» **EXERCISE**:
Show every line of the entries below that contains the word "pink", treating uppercase and lowercase as different.

--

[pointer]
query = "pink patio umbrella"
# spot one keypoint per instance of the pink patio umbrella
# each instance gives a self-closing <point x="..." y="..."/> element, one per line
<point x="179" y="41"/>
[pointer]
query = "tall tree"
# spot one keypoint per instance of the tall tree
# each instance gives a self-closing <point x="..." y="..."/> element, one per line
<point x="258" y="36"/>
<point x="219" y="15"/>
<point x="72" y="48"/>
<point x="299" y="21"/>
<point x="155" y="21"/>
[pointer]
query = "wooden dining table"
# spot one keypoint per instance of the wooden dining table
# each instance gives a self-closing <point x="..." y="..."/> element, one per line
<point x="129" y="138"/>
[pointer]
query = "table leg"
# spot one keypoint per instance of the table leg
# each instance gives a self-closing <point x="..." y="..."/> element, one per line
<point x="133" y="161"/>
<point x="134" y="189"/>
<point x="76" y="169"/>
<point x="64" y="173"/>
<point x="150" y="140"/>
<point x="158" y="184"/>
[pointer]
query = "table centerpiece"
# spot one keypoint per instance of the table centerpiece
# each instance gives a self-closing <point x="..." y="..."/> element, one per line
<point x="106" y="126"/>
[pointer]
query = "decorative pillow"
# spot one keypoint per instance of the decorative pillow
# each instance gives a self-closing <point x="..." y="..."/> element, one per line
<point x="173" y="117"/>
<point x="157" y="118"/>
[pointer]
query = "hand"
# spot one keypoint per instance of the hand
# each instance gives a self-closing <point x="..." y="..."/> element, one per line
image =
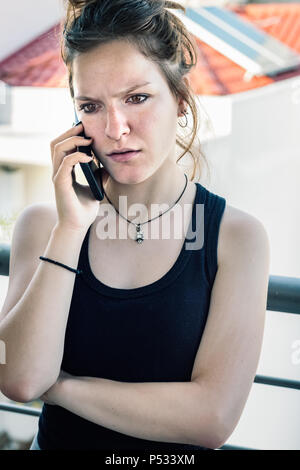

--

» **SOLVED EXERCISE**:
query = "pink patio umbrella"
# spot one keypoint per instance of the pink patio umbrella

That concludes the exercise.